Stored items from a collection
┄┄┄┄┄┄┄┄┄┄┄┄┄┄┄┄┄┄┄┄
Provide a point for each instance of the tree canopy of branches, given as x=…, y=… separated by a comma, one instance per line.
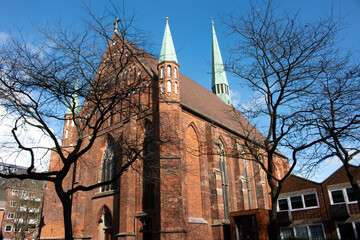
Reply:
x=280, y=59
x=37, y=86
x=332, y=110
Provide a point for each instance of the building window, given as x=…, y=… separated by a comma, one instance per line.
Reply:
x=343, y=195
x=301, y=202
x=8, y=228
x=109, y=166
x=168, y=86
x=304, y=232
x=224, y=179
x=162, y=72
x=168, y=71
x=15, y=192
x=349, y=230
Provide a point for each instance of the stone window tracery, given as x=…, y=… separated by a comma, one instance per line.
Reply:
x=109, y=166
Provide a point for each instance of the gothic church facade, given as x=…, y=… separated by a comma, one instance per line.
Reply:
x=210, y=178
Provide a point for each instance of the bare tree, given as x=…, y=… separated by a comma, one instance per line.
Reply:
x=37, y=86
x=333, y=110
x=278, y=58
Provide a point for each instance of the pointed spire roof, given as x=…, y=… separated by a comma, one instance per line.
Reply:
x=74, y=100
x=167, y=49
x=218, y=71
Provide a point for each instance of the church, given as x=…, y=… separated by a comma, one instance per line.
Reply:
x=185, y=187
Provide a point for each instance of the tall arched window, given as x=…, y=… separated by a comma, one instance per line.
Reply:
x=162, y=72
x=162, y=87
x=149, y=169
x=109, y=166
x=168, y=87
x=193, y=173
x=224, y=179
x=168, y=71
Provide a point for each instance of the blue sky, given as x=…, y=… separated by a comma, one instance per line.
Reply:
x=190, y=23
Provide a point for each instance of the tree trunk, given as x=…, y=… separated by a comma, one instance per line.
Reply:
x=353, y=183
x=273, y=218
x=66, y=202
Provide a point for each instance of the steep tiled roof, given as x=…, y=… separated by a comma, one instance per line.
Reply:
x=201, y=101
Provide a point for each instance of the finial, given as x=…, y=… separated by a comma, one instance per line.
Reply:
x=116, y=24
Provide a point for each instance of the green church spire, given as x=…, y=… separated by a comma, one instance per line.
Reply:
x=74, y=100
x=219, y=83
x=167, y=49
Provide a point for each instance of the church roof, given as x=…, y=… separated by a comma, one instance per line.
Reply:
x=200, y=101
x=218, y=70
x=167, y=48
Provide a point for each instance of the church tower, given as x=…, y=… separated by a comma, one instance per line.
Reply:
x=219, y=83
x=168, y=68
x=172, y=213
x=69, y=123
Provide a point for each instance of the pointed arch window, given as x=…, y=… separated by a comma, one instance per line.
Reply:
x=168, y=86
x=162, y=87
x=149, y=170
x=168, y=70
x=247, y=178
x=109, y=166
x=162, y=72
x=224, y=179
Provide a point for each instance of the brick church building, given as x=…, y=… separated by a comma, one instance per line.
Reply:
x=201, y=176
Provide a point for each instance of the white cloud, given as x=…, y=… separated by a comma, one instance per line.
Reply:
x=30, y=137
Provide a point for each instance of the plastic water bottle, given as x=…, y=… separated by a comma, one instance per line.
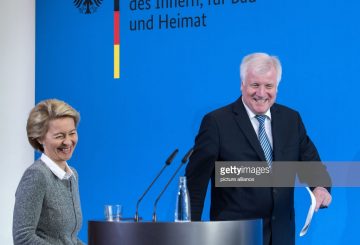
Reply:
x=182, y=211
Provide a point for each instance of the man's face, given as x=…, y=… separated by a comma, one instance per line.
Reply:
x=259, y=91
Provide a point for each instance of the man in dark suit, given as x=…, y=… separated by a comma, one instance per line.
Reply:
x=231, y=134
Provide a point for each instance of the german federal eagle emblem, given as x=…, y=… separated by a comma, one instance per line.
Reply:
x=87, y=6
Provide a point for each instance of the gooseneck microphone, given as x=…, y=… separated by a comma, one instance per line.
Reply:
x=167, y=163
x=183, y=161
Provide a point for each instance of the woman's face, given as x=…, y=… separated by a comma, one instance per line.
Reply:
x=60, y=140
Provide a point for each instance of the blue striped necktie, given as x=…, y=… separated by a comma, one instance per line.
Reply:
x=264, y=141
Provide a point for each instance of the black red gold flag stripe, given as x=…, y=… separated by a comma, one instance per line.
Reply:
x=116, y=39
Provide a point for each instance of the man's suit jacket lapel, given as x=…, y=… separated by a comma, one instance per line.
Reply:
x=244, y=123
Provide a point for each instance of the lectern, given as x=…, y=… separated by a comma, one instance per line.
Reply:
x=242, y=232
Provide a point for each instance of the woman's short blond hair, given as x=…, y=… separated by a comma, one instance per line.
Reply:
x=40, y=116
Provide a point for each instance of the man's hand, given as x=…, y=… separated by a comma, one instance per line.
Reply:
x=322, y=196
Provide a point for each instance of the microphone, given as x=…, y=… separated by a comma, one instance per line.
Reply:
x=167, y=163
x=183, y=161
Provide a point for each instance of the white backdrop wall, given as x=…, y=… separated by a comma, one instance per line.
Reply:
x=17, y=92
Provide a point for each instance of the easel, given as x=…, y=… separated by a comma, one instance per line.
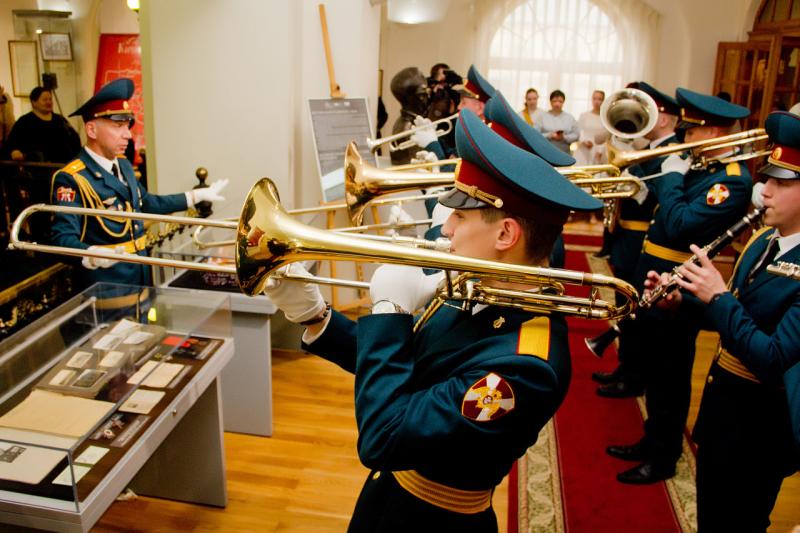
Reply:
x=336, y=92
┄┄┄┄┄┄┄┄┄┄┄┄┄┄┄┄┄┄┄┄
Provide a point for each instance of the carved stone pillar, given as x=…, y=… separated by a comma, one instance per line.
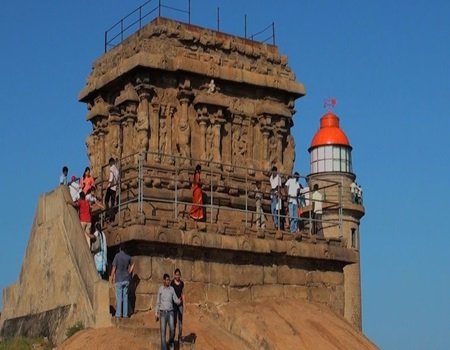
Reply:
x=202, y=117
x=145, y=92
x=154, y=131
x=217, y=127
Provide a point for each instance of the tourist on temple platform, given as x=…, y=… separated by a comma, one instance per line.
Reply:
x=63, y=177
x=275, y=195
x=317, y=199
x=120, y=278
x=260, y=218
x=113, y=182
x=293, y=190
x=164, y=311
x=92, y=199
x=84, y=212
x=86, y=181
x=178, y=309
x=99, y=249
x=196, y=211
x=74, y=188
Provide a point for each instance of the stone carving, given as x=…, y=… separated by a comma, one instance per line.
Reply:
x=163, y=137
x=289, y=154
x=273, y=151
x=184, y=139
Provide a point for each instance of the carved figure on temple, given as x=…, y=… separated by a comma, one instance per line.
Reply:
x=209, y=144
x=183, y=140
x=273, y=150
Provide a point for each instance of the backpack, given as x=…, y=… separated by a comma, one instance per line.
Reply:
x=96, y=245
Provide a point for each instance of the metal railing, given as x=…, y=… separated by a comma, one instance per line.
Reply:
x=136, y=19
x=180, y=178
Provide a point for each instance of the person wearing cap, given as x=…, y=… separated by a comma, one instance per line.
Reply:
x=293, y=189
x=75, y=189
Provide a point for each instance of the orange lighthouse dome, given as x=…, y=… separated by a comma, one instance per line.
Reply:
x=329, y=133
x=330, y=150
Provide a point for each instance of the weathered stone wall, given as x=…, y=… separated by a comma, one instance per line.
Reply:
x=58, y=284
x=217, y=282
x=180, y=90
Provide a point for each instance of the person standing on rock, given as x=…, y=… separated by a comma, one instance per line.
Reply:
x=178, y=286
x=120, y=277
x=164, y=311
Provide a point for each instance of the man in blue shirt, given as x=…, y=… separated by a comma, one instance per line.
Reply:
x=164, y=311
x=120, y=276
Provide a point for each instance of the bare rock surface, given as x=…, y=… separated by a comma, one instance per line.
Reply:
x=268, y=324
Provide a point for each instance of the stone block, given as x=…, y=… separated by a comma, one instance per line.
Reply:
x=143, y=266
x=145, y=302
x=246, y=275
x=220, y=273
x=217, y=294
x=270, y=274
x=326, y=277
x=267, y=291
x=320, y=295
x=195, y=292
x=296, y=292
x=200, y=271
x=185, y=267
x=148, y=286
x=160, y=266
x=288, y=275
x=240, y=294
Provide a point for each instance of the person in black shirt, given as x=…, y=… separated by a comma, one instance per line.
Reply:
┄┄┄┄┄┄┄┄┄┄┄┄┄┄┄┄┄┄┄┄
Your objective: Write back the stretch of lines above that begins with the line holding "Provide a point for each instance of the church tower, given" and ends with the line holding "Provide a point for each instance of the man in dark", both included, exactly as written. Pictures stay out.

Task response:
Provide a point for each instance of the church tower, given as x=…, y=… separated by a comma, one instance per line.
Reply:
x=219, y=83
x=168, y=68
x=172, y=213
x=69, y=123
Provide a point for each instance of the pointed arch window, given as x=…, y=… separated by a comma, one instance per line.
Reply:
x=168, y=86
x=162, y=87
x=149, y=170
x=168, y=70
x=247, y=178
x=109, y=166
x=162, y=72
x=224, y=179
Provide a point for each instance of the brick church building, given as x=…, y=… separated by a comma, one instance per line.
Reply:
x=201, y=176
Provide a point for each instance of the white cloud, given as x=…, y=… separated by a comma, one instance per line.
Reply:
x=30, y=137
Provide a point for each instance of the plastic water bottle, given as x=…, y=… separated by a comma, one instance per line.
Reply:
x=182, y=211
Provide a point for each instance of the man's face, given as x=…, y=… separated by a comma, one instance per line.
Reply:
x=259, y=91
Provide a point for each instance of the man in dark suit, given as x=…, y=… separated by a comma, one instance per line.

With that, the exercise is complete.